**TAREFA PROPOSTA 1**
Resuma em duas frases o texto sobre Kurt Cobain e a Dreamachine.
**TAREFA PROPOSTA 2**
Com base no texto sobre Kurt Cobain e a Dreamachine, responda:
(a) Em que estúdio e em que ano aconteceu a conversa entre Zeca Camargo e Kurt Cobain?
(b) Quais são as seis funções do aparelho que Kurt menciona?
(c) Quantos pulsos por segundo a lâmpada da Dreamachine original dava?

**TEXTO EXTRAÍDO**
————————
Cultura Pop
Quando Kurt Cobain compôs usando uma Dreamachine
Um tempo atrás, a MTV americana recuperou aquele famoso papo que Zeca Camargo teve com Kurt Cobain, no estúdio Cia dos Técnicos, em 1993. E num trecho, o líder do Nirvana revela que está tocando com uma arma taser. E mostra um aparelho chamado Dreamer (que provavelmente é uma Dreamachine) com o qual vinha compondo naqueles tempos.
O tal aparelho é um kit maluco que possui óculos estroboscópicos, fones de ouvido e um controlador usado para alterar as configurações e mudar os efeitos. Kurt mostra o controle remoto e avisa que “existem seis funções diferentes, são programas. Eles basicamente apenas ajudam com estresse, insônia, relaxamento, criatividade, concentração e meditação”. Disse também a Zeca que tinha sonhado com pastores alemães, com sexo com seu padrasto e com comer flores (!).
A tal Dreamachine (“máquina dos sonhos”, enfim) tinha sido uma traquitana inventada por Brion Gysin, artista plástico, poeta e escritor, e por um colaborador do escritor William Burroughs, Ian Sommerville, que servia como “consultor de sistemas” e parceiro de ideias malucas. O objeto exibido por Kurt parece, digamos, mais cheio de funções. Porque basicamente o aparelho inventado pelos amigos de Burroughs era um toca-discos de vinil, em cujo prato iam uma lâmpada e um cilindro todo cortado nas laterais. Dependendo de em que rotação estivesse o aparelho, a lâmpada dava 8 a 13 pulsos por segundo.
————————
**DADOS EXTRAÍDOS**
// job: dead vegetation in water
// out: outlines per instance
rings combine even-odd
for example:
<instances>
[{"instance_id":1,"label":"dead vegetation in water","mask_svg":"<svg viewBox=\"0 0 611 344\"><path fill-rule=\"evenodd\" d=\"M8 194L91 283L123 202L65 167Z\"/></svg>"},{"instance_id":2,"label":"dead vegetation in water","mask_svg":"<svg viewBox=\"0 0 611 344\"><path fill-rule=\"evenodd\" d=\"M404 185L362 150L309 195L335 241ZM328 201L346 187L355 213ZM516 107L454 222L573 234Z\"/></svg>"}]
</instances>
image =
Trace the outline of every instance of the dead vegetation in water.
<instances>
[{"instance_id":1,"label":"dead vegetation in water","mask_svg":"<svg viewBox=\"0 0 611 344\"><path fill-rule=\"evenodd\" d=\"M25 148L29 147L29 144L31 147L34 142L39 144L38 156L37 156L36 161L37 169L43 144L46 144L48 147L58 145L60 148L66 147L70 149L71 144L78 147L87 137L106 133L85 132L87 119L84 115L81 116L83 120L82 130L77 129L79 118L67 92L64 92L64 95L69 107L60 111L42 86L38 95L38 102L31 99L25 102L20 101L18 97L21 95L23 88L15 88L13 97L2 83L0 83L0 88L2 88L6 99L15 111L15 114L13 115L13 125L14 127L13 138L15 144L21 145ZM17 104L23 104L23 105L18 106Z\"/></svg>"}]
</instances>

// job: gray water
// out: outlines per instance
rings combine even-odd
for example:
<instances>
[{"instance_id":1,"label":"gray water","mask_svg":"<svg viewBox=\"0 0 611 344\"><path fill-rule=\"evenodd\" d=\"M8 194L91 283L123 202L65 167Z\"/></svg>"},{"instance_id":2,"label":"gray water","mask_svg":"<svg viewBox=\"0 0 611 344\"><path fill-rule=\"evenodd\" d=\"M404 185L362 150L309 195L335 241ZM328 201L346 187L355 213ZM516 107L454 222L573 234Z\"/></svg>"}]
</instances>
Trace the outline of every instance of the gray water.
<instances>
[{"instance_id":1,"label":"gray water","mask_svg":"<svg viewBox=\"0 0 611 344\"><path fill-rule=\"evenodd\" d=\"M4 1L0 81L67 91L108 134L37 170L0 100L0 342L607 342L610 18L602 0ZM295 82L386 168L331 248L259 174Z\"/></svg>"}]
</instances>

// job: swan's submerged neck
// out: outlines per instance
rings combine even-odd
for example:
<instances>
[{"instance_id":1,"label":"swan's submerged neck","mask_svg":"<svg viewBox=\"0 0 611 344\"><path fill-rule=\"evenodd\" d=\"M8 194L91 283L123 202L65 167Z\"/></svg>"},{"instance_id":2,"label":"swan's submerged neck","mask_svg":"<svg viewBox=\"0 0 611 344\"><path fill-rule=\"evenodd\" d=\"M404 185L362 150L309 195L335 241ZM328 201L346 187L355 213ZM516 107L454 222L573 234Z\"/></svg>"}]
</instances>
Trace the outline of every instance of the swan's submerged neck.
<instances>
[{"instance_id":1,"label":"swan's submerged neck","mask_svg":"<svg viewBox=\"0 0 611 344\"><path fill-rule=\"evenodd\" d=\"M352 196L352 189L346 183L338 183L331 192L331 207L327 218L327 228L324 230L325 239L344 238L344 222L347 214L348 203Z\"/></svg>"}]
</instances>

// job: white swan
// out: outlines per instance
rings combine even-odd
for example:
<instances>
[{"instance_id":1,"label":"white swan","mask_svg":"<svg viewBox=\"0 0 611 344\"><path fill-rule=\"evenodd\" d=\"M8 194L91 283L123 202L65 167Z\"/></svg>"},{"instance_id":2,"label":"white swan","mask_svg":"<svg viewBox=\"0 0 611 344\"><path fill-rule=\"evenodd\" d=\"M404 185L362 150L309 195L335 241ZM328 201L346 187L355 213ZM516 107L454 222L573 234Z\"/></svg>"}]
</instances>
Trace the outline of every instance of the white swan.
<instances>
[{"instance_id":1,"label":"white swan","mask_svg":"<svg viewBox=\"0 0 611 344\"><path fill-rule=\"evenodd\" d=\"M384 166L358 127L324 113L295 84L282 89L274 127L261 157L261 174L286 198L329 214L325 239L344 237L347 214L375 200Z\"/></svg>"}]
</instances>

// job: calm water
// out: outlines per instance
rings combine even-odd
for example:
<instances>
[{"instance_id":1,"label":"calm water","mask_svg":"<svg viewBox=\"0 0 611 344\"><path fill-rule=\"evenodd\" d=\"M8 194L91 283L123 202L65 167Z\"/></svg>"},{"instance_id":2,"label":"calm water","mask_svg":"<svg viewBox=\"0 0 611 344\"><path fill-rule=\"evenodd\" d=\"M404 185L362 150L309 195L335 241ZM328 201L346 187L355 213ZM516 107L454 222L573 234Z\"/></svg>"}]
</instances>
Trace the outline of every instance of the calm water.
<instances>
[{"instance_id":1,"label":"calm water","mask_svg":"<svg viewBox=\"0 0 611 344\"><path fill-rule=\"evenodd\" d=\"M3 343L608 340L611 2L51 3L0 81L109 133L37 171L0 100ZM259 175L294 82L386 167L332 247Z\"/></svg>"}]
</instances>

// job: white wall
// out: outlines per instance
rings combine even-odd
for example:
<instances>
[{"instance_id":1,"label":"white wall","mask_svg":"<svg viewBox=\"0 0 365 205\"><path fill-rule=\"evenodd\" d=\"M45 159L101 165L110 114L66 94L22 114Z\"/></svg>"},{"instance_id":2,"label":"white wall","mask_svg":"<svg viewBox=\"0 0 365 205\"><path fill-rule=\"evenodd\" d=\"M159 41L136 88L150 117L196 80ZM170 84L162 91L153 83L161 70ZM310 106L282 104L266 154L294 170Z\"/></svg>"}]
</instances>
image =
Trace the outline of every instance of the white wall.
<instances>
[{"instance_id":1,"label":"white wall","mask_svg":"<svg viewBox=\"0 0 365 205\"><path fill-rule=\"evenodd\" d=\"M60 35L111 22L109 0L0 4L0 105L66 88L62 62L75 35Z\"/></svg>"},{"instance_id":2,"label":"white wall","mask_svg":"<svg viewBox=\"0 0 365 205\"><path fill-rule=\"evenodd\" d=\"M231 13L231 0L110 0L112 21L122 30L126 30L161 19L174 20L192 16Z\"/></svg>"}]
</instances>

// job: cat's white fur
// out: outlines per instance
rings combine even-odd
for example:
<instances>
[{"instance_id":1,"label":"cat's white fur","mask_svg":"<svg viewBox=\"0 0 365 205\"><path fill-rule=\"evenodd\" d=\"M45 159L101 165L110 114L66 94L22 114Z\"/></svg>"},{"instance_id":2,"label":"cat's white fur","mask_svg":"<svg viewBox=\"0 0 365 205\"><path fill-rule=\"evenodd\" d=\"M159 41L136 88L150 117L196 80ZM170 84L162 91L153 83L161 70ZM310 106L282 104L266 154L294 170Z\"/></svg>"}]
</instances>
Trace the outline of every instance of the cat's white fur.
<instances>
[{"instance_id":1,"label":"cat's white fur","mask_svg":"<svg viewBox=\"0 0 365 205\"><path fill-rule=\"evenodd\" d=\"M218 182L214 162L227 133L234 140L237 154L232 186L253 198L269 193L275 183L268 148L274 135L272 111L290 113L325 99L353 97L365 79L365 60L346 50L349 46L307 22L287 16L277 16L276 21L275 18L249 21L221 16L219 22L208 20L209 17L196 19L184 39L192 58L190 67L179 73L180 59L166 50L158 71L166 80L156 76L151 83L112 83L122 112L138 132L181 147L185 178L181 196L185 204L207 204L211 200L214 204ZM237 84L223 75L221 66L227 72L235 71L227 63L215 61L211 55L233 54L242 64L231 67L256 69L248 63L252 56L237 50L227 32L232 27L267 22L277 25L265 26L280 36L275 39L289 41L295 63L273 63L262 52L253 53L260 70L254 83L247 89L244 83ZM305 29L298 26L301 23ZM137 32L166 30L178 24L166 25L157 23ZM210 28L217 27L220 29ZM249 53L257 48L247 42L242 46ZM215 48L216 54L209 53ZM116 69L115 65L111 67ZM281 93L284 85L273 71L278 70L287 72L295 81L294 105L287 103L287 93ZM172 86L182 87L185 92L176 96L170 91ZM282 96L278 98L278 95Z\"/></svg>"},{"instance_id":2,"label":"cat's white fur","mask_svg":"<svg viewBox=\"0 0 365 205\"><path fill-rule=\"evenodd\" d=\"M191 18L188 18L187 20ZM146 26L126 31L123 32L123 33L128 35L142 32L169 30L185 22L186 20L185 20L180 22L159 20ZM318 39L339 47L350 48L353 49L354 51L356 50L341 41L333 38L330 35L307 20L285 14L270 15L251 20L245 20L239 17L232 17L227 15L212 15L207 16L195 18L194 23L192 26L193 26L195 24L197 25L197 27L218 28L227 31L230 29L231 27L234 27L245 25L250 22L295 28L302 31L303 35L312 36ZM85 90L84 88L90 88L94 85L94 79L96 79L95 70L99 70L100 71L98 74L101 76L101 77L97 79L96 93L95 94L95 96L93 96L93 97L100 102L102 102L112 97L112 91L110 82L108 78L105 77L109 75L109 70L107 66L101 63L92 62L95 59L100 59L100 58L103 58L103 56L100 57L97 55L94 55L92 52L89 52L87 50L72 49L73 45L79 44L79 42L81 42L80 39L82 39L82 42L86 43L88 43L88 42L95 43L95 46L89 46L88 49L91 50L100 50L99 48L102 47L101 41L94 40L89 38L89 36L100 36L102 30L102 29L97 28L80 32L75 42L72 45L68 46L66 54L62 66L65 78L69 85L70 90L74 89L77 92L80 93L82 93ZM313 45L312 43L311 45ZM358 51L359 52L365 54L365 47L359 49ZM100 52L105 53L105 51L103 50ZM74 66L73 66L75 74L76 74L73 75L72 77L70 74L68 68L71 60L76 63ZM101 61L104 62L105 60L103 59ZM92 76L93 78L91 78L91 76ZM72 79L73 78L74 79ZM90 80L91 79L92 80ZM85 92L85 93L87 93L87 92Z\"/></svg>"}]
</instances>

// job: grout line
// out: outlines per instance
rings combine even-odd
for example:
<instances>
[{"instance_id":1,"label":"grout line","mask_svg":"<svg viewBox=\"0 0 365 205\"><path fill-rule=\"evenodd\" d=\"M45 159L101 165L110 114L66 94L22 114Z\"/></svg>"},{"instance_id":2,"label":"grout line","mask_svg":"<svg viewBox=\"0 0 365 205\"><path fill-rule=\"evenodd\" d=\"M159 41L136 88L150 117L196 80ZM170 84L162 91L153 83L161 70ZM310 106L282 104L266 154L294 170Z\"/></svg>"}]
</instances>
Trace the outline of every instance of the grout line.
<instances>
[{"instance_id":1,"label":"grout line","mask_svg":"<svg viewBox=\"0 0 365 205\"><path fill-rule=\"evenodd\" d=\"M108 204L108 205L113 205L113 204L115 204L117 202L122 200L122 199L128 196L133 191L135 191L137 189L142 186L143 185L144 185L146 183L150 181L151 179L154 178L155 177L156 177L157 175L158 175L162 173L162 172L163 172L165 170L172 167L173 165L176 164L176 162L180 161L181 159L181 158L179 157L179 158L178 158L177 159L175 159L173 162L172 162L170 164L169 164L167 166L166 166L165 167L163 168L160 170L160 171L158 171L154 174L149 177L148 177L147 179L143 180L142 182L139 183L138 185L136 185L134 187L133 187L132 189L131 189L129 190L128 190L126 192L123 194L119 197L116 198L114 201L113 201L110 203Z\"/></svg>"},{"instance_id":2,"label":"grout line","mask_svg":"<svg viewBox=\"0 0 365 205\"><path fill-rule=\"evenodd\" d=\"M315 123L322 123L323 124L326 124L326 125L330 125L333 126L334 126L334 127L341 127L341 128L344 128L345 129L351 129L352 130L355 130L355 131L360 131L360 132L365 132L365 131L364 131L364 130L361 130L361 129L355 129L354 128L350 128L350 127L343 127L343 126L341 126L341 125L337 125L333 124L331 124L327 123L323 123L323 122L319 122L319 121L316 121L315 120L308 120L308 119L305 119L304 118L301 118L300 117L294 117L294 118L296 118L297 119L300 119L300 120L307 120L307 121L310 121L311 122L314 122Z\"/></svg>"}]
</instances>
————————
**RESPOSTA 1**
Na conversa de 1993 com Zeca Camargo, recuperada pela MTV americana, Kurt Cobain mostrou um aparelho chamado Dreamer, provavelmente uma Dreamachine, com o qual vinha compondo: um kit com óculos estroboscópicos, fones de ouvido e um controlador com seis programas. A Dreamachine foi inventada por Brion Gysin e Ian Sommerville e era basicamente um toca-discos de vinil com uma lâmpada e um cilindro cortado nas laterais sobre o prato, o que fazia a lâmpada dar 8 a 13 pulsos por segundo.

**RESPOSTA 2**
(a) No estúdio Cia dos Técnicos, em 1993.
(b) Estresse, insônia, relaxamento, criatividade, concentração e meditação.
(c) De 8 a 13 pulsos por segundo, dependendo da rotação do aparelho.